PROBLEM 1
Retype the passage of the television column between "What next? Phil" and "priest in Ballykissangel.", inclusive.
PROBLEM 2
In one to three sentences, explain from the television column why Strel's escort boats poured blood into the water during his Amazon swim.
PROBLEM 3
Write what comes next in the television column after its final sentence.

SOURCE TEXT
=== Begin Enclosure ===

Alan Smith

The Waterford fire fighter Alan Smith is going to swim the English Channel this autumn as I watched the More4 documentary Big River Man. Martin Strel a Slovenian swimmer and celebrity swam the length of the Amazon in 2007 and the documentary won an Award at the 2009 Sundance Film Festival. What an amazing feat! – taking 66 days to cover 3,273 miles. At times it felt mad and there were times when a catatonic type of madness took over Strel’s mind as he psyched himself into a daily grind of polluted water, snakes, parasites and piranhas. His escort boats had to pour blood into the water to distract such meat-eating fish. Sometimes human achievement amazes me so this autumn spare a thought and donate a few Euros to Alan Smith as he sets out on his endurance test.

Degrading

Degradation seems to be the soap theme for August. Wasn’t it Edna O’Brien who said – August is a wicked month. Fair City has Bob not only sleeping rough but stealing from a support fund for an ill child and then he gets the crap kicked out of him pre-watershed. Over on Eastenders Phil Mitchell is now on crack cocaine – there he was dancing in slow mo, slugging down whiskey and shadow-boxing the world.

What next? Phil does cold turkey before Christmas and Bob becomes a born-again preacher or healer, or becomes a patio salesman.

Hot Air

UTV had one of the longest titles as a filler recently with Stephen Tompkinson’s Australian Balloon Adventure. Lucky they don’t fit in greatest as it was far from great even if the mundane was enlivened by a rapid descent and crash were the basket and crew was dragged for miles. Well, more than a mile. Otherwise, it was a padded out hour of singing Queen songs as they drove along rusty red dusty roads. Oh! And there was more cricket and wine tasting at a Shiraz winery. Pardon the pun, but Tompkinson has come a long way since he played the wimpy priest in Ballykissangel.

=== End Enclosure ===

PROVIDED DATA

=== Begin Enclosure ===

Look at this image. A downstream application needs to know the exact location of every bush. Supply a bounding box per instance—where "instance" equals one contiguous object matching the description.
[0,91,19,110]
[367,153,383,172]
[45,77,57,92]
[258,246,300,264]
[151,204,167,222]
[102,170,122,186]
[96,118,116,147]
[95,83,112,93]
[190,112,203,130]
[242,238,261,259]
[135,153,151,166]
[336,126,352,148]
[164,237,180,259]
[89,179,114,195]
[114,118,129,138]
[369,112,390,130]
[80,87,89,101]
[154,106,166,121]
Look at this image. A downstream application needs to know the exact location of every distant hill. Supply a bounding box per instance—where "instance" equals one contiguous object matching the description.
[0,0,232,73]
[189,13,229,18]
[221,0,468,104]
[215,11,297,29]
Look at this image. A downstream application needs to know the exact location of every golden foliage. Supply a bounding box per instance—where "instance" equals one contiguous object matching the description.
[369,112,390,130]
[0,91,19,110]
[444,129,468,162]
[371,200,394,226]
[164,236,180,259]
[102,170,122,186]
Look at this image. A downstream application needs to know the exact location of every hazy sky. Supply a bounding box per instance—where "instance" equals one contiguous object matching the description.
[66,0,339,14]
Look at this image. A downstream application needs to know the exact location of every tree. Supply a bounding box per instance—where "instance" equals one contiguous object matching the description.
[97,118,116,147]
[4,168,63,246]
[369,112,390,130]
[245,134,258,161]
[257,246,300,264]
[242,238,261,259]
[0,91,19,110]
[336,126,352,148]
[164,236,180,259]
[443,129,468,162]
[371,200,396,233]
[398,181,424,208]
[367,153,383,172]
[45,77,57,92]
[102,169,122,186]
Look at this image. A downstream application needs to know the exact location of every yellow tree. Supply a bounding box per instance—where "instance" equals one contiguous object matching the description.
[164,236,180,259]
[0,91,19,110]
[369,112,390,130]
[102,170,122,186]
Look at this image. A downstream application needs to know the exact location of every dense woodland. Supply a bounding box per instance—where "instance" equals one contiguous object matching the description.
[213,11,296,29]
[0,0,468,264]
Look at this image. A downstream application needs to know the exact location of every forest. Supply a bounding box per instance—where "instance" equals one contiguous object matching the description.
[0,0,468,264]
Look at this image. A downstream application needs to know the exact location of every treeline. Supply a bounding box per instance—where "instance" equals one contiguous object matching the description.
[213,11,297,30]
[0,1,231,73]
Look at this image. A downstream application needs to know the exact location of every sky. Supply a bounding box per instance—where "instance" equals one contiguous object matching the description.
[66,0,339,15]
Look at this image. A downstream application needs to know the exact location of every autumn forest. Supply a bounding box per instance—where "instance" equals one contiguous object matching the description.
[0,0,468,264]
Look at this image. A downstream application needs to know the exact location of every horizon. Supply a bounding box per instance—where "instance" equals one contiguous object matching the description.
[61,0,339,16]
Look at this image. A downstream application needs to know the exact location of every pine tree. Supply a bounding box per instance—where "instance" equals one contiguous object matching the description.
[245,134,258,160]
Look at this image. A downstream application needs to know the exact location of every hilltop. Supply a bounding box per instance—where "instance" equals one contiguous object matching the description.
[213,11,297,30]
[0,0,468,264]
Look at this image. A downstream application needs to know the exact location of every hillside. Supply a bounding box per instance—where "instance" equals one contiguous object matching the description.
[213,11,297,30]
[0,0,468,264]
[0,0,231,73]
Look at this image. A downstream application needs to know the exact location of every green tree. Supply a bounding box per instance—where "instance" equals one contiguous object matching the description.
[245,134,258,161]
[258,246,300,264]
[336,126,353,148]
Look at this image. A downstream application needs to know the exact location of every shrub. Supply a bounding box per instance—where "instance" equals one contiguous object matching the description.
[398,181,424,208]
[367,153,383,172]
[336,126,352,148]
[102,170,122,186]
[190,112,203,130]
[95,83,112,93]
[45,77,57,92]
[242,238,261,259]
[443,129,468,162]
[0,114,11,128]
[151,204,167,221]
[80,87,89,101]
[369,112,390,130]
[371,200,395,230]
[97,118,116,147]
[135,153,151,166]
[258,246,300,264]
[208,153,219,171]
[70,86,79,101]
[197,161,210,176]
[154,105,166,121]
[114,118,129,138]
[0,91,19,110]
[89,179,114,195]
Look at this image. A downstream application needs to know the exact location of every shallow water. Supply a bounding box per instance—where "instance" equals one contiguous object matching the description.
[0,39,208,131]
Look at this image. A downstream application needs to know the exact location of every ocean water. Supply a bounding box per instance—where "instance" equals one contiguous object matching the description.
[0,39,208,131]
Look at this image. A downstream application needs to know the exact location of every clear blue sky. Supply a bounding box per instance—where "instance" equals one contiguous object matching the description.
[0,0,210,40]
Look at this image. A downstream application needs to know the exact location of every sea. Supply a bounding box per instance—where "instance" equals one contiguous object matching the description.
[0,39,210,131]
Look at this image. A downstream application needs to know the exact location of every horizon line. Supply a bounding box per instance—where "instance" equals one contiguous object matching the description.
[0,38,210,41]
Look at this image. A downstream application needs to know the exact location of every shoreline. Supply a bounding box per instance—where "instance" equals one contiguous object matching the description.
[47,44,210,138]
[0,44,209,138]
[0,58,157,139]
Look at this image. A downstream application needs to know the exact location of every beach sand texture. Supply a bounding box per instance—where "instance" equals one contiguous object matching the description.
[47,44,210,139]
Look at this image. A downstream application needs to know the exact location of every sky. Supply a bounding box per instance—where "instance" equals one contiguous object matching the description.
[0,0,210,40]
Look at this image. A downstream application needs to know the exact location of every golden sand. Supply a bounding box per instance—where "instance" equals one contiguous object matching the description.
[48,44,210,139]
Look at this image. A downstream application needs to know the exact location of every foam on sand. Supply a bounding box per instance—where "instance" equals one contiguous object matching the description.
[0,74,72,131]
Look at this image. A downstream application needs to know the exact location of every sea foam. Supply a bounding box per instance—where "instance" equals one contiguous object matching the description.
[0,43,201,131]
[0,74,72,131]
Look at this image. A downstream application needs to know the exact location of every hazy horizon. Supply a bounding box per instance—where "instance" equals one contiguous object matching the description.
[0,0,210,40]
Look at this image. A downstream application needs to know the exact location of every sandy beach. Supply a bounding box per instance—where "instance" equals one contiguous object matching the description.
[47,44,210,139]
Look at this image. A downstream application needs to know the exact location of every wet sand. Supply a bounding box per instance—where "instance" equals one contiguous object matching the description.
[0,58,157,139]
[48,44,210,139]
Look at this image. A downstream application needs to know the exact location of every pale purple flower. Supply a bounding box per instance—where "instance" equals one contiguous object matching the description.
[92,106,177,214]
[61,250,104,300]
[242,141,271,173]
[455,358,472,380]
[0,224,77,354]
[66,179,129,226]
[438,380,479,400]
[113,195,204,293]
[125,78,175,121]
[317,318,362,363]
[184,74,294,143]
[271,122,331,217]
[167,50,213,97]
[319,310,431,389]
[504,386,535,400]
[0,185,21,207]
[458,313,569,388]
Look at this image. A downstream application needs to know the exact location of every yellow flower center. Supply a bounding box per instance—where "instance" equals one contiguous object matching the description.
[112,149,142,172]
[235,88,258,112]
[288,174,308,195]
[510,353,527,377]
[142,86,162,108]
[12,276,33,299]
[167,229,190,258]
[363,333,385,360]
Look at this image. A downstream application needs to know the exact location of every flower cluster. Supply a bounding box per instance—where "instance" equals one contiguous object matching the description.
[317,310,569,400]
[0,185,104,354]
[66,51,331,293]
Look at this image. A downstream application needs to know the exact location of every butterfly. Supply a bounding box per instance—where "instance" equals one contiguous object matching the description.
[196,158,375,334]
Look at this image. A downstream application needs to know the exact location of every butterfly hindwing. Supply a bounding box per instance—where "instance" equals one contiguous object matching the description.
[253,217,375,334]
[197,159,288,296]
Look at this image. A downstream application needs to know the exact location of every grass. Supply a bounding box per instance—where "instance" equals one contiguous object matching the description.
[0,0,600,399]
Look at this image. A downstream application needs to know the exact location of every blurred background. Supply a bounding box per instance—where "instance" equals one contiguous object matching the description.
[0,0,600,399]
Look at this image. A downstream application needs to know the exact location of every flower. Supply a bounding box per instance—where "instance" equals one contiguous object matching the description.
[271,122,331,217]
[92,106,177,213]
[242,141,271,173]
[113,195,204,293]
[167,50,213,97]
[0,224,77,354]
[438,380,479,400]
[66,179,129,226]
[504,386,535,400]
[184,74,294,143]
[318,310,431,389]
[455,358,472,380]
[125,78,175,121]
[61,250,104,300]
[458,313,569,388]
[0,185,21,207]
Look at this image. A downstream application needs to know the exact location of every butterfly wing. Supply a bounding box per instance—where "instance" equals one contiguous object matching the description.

=== End Enclosure ===

ANSWER BOX 1
What next? Phil does cold turkey before Christmas and Bob becomes a born-again preacher or healer, or becomes a patio salesman.

Hot Air

UTV had one of the longest titles as a filler recently with Stephen Tompkinson’s Australian Balloon Adventure. Lucky they don’t fit in greatest as it was far from great even if the mundane was enlivened by a rapid descent and crash were the basket and crew was dragged for miles. Well, more than a mile. Otherwise, it was a padded out hour of singing Queen songs as they drove along rusty red dusty roads. Oh! And there was more cricket and wine tasting at a Shiraz winery. Pardon the pun, but Tompkinson has come a long way since he played the wimpy priest in Ballykissangel.

ANSWER BOX 2
The boats poured blood into the water to distract the meat-eating fish, such as piranhas, that Strel faced in the river.

ANSWER BOX 3
Kings and Monks

TV3 have a great Sunday series running over four weeks, with hour and a half length episodes with a great cast and a kings/ knights society and stone masons plus swordfights and a slightly complicated storyline. The Pillars of the Earth is set in a fictional twelfth century when the heir to the throne was in dispute. Lots of plot and a stonemason gothic architecture from a Ken Follett book that the BBC Big Read listed number 33. Made by a euro consortium with Donald Sutherland as a lord on the wrong side of the unlawful king. Ian McShane is the dodgy cleric Waleran Bigod (what a name), Rufus Sewell is a stony stonemason building his dream cathedral and Sarah Parish is a wily wife who would pleasure her son if necessary to boost his ego. Matthew MacFadyan (ex-spooks) is your humble prior destined for a date with Thomas Beckett. There is a witch character that lifts up her skirts and pees on the Bible or the cleric. In a way this is Henry VIII meets Caedfael meets Stonemason meets Dynasty.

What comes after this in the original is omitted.